[Collected data entries]
******************************
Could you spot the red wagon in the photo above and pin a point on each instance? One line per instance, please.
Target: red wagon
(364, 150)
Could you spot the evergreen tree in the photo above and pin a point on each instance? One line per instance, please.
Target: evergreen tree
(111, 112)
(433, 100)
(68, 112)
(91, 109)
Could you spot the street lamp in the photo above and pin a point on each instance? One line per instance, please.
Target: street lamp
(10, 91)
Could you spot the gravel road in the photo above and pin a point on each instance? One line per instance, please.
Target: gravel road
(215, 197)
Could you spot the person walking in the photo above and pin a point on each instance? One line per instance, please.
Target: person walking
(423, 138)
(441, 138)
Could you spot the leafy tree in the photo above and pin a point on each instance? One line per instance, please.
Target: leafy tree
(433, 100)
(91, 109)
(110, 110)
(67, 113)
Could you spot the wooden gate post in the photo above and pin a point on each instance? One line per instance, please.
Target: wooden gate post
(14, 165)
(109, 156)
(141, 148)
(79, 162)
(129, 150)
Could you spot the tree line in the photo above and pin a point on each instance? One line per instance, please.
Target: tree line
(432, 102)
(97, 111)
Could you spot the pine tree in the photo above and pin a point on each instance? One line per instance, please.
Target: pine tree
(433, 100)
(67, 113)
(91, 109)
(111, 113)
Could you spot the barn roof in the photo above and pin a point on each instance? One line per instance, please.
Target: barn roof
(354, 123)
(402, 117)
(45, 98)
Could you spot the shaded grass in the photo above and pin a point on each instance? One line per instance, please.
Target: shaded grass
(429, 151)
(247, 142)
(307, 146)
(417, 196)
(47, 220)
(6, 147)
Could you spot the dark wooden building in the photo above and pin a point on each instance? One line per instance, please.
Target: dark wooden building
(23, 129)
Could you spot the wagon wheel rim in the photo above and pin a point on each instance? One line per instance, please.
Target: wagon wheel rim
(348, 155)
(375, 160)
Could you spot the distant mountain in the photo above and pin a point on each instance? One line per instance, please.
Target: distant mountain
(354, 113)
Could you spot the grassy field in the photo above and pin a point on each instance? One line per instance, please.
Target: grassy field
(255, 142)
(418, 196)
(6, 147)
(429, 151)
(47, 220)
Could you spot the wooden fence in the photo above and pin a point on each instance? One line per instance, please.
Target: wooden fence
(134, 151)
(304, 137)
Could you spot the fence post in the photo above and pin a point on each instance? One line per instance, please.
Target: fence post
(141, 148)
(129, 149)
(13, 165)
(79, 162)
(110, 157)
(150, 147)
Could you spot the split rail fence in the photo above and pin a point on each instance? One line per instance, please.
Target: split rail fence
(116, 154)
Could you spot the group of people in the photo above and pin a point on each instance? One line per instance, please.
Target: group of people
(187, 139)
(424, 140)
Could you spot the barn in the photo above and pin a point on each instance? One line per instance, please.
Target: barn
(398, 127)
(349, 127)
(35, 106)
******************************
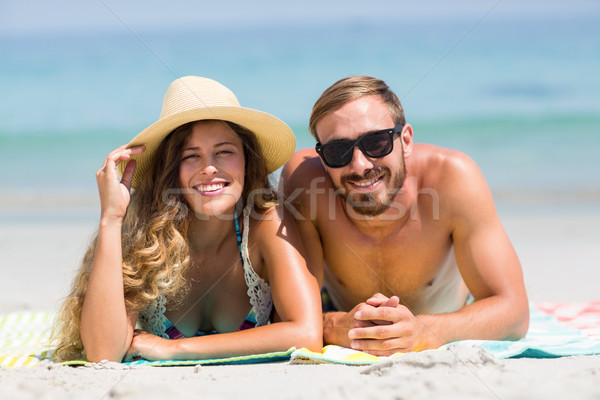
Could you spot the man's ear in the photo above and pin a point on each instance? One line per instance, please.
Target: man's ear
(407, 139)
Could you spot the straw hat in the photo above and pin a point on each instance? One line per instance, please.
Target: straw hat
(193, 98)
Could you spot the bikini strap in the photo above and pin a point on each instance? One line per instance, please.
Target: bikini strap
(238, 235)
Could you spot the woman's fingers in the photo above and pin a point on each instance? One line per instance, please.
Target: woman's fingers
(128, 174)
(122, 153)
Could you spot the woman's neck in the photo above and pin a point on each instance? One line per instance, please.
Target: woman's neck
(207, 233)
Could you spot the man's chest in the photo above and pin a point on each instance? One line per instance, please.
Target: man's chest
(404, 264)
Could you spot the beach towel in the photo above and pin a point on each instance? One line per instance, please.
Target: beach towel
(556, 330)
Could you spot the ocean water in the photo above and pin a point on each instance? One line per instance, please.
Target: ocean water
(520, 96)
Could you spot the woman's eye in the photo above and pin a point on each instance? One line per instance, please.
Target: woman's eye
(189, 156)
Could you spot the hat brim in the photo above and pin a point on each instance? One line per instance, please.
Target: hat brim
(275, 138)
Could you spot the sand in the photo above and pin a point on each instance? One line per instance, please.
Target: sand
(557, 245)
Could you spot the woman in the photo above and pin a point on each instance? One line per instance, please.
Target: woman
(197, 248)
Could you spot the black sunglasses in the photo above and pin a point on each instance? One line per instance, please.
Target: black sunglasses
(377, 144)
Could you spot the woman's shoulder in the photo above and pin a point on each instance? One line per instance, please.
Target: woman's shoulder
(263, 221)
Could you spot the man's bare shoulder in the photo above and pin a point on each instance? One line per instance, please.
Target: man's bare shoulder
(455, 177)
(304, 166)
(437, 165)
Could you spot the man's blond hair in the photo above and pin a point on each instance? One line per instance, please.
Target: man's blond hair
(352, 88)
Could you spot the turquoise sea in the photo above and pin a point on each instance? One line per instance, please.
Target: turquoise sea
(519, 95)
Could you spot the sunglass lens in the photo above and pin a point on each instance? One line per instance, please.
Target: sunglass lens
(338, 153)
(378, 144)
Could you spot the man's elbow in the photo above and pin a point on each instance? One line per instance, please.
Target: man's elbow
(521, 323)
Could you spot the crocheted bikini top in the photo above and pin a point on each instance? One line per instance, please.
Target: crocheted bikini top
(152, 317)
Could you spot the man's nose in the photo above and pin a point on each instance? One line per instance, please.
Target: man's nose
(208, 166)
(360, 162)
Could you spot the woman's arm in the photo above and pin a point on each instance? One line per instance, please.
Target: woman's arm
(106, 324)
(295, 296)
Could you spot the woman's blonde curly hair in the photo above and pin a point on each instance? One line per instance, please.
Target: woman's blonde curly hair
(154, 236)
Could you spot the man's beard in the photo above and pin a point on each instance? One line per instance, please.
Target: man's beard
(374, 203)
******************************
» **Your goal**: Take the lines above from the one containing "Target: wooden gate post" to the one containing "Could you spot the barn in" and retype them exactly, both ends included, with nothing added.

» **Task answer**:
Target: wooden gate post
(14, 165)
(109, 156)
(141, 148)
(79, 162)
(129, 150)
Could you spot the tree line in the photo above and pin a point on each instance? One line per instance, please.
Target: tree line
(432, 102)
(97, 111)
Could you spot the pine tree in the photo above and pin a point on each instance? One line per instance, please.
Target: pine tree
(433, 100)
(67, 113)
(91, 109)
(111, 113)
Could you spot the barn roof in the photo above and pin a point on each instance? One line per instance, please.
Target: barn roof
(354, 123)
(402, 117)
(45, 98)
Could you spot the shaded grass in the photo above and pin a point on each instance? One line per instance, please.
Target: shaded grass
(429, 151)
(247, 142)
(307, 146)
(417, 196)
(47, 220)
(6, 147)
Could you spot the dark wooden building in the photo above and pin a point on each instance? One line per instance, please.
Target: dark wooden building
(23, 129)
Could you spot the wagon wheel rim in the photo above and pin a point on each instance? One line per instance, please.
Target: wagon wheel rim
(348, 155)
(375, 160)
Could you spot the distant mountain in the photo above and pin a point on each instance? One line per instance, please.
Target: distant mountain
(354, 113)
Could you spot the grassy field in the photo above and pin a point on each instance? One line per instance, please.
Target: grassy field
(255, 142)
(418, 196)
(6, 147)
(429, 151)
(47, 220)
Could you spot the wooden fence in the photo above and pin a point on each instance? One line per instance, please.
Target: wooden fence
(134, 151)
(304, 137)
Could you spot the fence post in the photo above and pin a point on each instance? One line per instance, please.
Target: fence post
(141, 148)
(129, 149)
(13, 165)
(79, 162)
(110, 157)
(150, 147)
Could you spot the split rail fence in the photo above and pin a point on each instance? One line per instance, please.
Target: split rail fence
(116, 154)
Could you spot the group of people in the photo above and pin a point on each instance? One line per instance, please.
Target: group of people
(187, 139)
(424, 140)
Could you spot the barn in the photo above and pin a point on each instance? One line per instance, please.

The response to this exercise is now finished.